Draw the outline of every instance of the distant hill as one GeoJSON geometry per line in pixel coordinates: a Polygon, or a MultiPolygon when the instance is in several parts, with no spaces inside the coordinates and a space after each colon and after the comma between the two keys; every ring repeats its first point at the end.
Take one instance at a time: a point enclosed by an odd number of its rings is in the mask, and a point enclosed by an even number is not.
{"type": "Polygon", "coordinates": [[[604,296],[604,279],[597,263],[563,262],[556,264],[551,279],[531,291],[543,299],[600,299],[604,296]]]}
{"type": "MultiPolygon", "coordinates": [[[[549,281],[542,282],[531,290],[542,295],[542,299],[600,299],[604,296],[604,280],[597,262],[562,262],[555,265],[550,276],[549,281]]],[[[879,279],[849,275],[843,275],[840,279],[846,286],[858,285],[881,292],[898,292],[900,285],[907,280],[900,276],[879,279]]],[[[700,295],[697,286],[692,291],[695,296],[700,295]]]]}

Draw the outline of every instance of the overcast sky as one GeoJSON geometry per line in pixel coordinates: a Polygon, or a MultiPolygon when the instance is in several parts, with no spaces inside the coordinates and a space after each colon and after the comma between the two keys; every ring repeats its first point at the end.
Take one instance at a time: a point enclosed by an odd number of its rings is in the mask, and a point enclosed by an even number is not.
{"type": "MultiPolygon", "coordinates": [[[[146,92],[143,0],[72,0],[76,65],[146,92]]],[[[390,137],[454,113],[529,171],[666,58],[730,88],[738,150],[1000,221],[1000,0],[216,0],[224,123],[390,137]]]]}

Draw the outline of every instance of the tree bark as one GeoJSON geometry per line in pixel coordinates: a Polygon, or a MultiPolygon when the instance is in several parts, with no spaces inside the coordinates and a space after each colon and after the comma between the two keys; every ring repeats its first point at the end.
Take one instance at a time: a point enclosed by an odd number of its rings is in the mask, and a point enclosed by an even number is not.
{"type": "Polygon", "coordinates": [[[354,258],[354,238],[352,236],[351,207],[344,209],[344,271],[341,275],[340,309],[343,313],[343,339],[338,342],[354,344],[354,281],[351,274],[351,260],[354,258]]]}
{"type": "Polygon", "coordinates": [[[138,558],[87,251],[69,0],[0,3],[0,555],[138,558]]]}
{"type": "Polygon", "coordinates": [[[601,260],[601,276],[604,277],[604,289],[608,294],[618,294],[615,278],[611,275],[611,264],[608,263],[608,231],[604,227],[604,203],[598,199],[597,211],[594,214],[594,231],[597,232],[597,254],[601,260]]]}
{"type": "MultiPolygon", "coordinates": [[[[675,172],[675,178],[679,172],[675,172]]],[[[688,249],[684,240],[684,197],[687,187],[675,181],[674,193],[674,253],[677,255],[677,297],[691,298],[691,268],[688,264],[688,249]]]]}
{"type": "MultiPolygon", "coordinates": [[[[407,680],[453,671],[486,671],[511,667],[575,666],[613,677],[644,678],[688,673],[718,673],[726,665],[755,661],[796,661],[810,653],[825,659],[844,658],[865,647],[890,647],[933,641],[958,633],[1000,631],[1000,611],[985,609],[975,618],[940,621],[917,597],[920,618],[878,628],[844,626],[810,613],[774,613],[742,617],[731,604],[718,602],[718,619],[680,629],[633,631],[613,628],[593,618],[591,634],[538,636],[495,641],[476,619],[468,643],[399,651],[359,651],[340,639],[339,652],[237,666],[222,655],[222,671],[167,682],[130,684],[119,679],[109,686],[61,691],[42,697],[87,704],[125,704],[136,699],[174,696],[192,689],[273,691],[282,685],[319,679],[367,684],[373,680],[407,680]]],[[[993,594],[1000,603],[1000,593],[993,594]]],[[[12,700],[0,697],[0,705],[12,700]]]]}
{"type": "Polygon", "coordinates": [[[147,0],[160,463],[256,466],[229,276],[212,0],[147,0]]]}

§ §

Rewrite the entries from the line containing "Draw the outline of every instance of the tree" through the end of the entries as a two-column CSV with the header instruction,outlines. Give one row per entry, placing its text and its answer each in a single quoted field with every line break replaced by a space.

instruction,outlines
"Draw the outline of every instance of the tree bark as one GeoJSON geometry per line in pixel coordinates: a Polygon, or a MultiPolygon when the instance is in several parts, with no spaces inside the coordinates and a space after each colon and after the comma between the two keys; every ring repeats its first point at the end. Take one instance at a time: a point enclosed by an odd number of its rings is in the mask, and a point enclosed by an even number is not.","{""type"": ""Polygon"", ""coordinates"": [[[354,258],[354,238],[352,236],[351,207],[344,209],[344,271],[341,275],[340,309],[343,313],[343,339],[338,342],[354,344],[354,281],[351,274],[351,260],[354,258]]]} {""type"": ""Polygon"", ""coordinates"": [[[138,558],[87,251],[69,0],[0,3],[0,555],[138,558]]]} {""type"": ""Polygon"", ""coordinates"": [[[601,260],[601,276],[604,277],[604,289],[608,294],[618,294],[615,278],[611,275],[611,264],[608,263],[608,231],[604,227],[604,203],[598,199],[597,211],[594,214],[594,231],[597,232],[597,254],[601,260]]]} {""type"": ""MultiPolygon"", ""coordinates"": [[[[675,172],[675,178],[679,172],[675,172]]],[[[688,249],[684,240],[684,197],[687,187],[675,181],[674,193],[674,253],[677,255],[677,297],[691,298],[691,268],[688,264],[688,249]]]]} {""type"": ""MultiPolygon"", ""coordinates"": [[[[407,680],[453,671],[486,671],[511,667],[575,666],[613,677],[644,678],[688,673],[718,673],[726,665],[755,661],[796,661],[810,653],[825,659],[844,658],[865,647],[890,647],[933,641],[958,633],[1000,631],[1000,611],[985,609],[975,618],[940,621],[917,597],[920,618],[878,628],[844,626],[810,613],[774,613],[742,617],[731,604],[718,602],[718,619],[680,629],[633,631],[613,628],[593,618],[591,634],[538,636],[495,641],[476,619],[468,643],[399,651],[359,651],[340,639],[339,652],[237,666],[222,655],[222,671],[167,682],[130,684],[119,679],[109,686],[61,691],[42,697],[87,704],[125,704],[136,699],[174,696],[192,689],[273,691],[282,685],[319,679],[367,684],[373,680],[407,680]]],[[[993,594],[1000,603],[1000,593],[993,594]]],[[[12,700],[0,697],[0,705],[12,700]]]]} {""type"": ""Polygon"", ""coordinates"": [[[147,0],[160,463],[256,466],[229,276],[212,0],[147,0]]]}"